Pulling an Image from Docker¶

Please note that the docker build will not work on the access point. Apptainer is installed on the access point and users can use Apptainer to either build an image from the definition file or use apptainer pull to create a .sif file from Docker images. At the time the guide is written, the latest version of PyTorch is 2.9.0. Before pulling the image/software from Docker it is a good practice to set up the cache directory of Apptainer. Run the following command on the command prompt

[user@ap]$ mkdir $HOME/tmp
[user@ap]$ export TMPDIR=$HOME/tmp
[user@ap]$ export APPTAINER_TMPDIR=$HOME/tmp
[user@ap]$ export APPTAINER_CACHEDIR=$HOME/tmp

Now, we pull the image and convert it to a .sif file using apptainer pull

[user@ap]$ apptainer pull  pytorch-2.9.0.sif docker://pytorch/pytorch:2.9.0-cuda12.6-cudnn9-runtime

Transfer the image using OSDF¶

The above command will create a singularity container named pytorch-2.9.0.sif in your current directory. The image will be reused for each job, and thus the preferred transfer method is OSDF. Store the pytorch-2.9.0.sif file your data directory on the access point (see table here), and then use the OSDF url directly in the container_image attribute. Note that you can not use shell variable expansion in the submit file - be sure to replace the access point and username with your actual OSPool username.

container_image = osdf:///ospool/<AP/data/<USERNAME>/pytorch-2.9.0.sif
<other usual submit file lines> 
queue

Need to install additional system or Python packages? Check out our example PyTorch definition files.

• **Task list**:
**1.** Answer these questions about the guide to pulling a PyTorch image with Apptainer, one line each:
(a) What was the latest PyTorch version when the guide was written?
(b) Which transfer method does the guide prefer for the image, and why?
(c) In the submit file, which attribute takes the OSDF URL?
**2.** Resume the guide to pulling a PyTorch image with Apptainer, picking up right after its last sentence.

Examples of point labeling
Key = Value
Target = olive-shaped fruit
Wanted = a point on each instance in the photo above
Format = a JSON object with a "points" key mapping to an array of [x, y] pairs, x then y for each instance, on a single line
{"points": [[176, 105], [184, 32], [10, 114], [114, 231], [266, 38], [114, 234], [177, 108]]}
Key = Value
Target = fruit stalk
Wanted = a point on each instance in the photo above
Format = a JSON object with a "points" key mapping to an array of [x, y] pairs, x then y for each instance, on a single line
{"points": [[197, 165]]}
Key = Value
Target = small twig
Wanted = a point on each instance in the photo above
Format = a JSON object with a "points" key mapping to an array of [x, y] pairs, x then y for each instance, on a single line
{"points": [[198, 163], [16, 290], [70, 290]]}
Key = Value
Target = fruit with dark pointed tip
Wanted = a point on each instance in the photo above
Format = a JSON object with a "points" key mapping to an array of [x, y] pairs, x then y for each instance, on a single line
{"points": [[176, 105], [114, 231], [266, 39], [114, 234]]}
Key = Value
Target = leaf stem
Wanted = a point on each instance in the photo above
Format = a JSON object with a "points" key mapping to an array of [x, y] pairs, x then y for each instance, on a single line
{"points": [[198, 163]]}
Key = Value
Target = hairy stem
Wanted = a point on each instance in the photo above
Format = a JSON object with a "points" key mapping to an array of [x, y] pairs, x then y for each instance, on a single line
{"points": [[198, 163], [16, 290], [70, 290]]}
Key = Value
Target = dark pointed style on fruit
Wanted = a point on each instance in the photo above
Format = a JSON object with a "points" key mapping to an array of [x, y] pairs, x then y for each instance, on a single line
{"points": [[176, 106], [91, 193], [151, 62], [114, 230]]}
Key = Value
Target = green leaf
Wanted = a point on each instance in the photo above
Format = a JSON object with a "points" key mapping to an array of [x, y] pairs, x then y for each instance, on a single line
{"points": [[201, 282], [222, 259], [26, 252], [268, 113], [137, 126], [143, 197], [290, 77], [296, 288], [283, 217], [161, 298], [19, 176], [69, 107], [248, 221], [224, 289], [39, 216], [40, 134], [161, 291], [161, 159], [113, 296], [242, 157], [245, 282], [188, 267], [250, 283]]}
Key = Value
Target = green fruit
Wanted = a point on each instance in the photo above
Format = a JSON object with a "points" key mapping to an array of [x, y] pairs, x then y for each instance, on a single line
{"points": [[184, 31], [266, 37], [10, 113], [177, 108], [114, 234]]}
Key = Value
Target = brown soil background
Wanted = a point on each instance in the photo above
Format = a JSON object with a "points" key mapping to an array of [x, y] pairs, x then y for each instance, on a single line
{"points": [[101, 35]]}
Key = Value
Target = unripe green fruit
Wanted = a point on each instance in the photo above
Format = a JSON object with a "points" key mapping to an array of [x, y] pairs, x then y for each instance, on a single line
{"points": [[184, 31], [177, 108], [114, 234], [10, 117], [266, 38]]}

• **Answers**:
**1.**
(a) 2.9.0.
(b) OSDF, because the image is reused for each job.
(c) container_image.

**2.**
Run PyTorch jobs on the OSPool¶

In this tutorial, we will use PyTorch to train a cat/dog classifier to distinguish between images of cats and dogs. To download the materials for this tutorial, use this command in your /home directory on the Access Point:

git clone https://github.com/osg-htc/tutorial-pytorch-catdog.git

The github repository contains: - Definition files for PyTorch containers - Files for training a cat/dog classifier - Files for running inference with the cat/dog classifier

Train a cat/dog classifier¶

Go into the directory with files for the training job:

cd train

Let's take a look at our wrapper script, train.sh:

#!/bin/bash

unzip train.zip -d data/
rm train.zip

python train.py \
  --data-dir data \
  --checkpoint-dir . \
  --epochs 10

We unzip our training data, then run our Python script, using the current working directory (which is the top-level scratch directory of the Execution Point) as the place to save our model checkpoint.

We have written our Python script to take in arguments. This makes it easier to modify in later training jobs, in case we need to change the number of training epochs or use different input/output directories.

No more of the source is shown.